>> Begin DOCUMENT SECTION
# Aberdeen trawler A225



## GeorgeT

On this Russian webpage
http://sherif2.livejournal.com/15714.html
there is a photo of what I take to be an Aberdeen trawler, A225.

Direct link to picture: http://www.ljplus.ru/img/s/h/sherif2/033.JPG

Can anyone identify her? The Russian caption claims that it is a post-war photo.


----------



## gil mayes

Could be post WW2. Vessel looks like Strath Class RIVER GARRY (143959), ex John Cope, 12.1918 by Rennie Forrestt Shipbuilding, Engineering & Dry Dock Co Ltd, Wivenhoe (Yd.No.1318). She was registered at Montrose as JOHN COPE (ME115) on 31 Dec 1919 and later as RIVER GARRY; owner Montrose Fishing Co Ltd, Montrose. She was sold to Consols, Grimsby, Montrose registry closed on 3 May 1934 and registered at Grimsby as (GY273) on 8 May 1923. Sold to Aberdeen in 1934 she was registered on 17.12.1934 as (A225) and was requisitioned for war service in Aug 1939; returned to owner on 16 July 1945. During the war she was sold by John Craig to Shields Engineering & Drydock Co Ltd, 'Shields.
>> End DOCUMENT SECTION
> **EXERCISE TASKS**:
1) List each fishing registration number that the forum thread about trawler A225 gives for the vessel, along with the port where it was registered.
2) Write the next part of the forum thread about the Aberdeen trawler A225, starting after its last sentence.
>> Begin DATASET ROWS
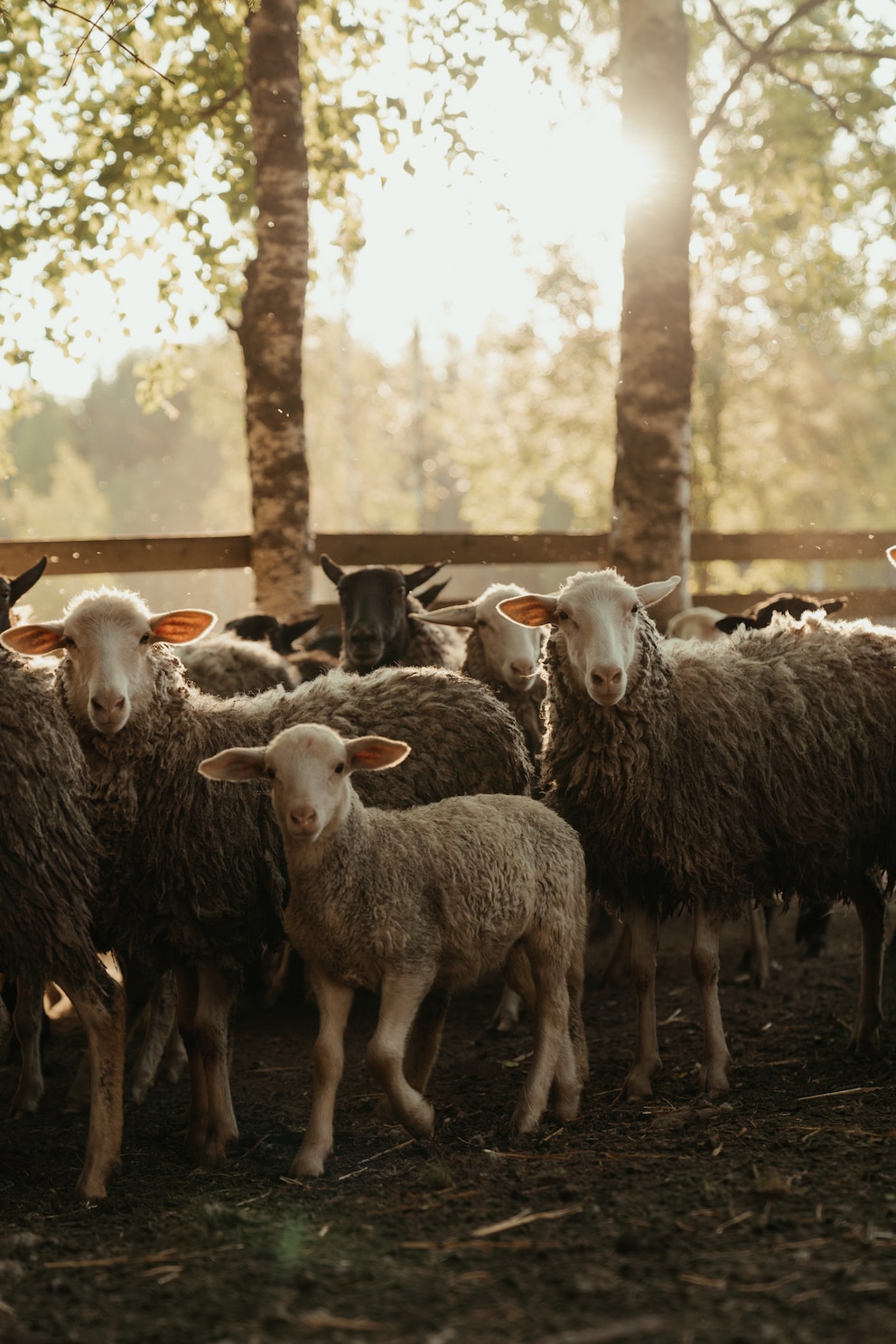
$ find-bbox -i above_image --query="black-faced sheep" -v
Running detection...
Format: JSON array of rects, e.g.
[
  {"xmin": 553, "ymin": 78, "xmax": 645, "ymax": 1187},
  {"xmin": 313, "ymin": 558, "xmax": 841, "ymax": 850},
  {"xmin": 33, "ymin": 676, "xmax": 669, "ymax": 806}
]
>> End DATASET ROWS
> **THE REPLIES**:
1)
ME115 (Montrose)
GY273 (Grimsby)
A225 (Aberdeen)

2)
Gil.


----------



## chadburn

I would have said post war (Cold War), watching us, watching them.


----------



## grahamtowa

1948 Olsens lists A225 as River Garry, as Gil says.


----------



## GeorgeT

Thanks to one and all for your help! I'm pleased to have got her pinned down.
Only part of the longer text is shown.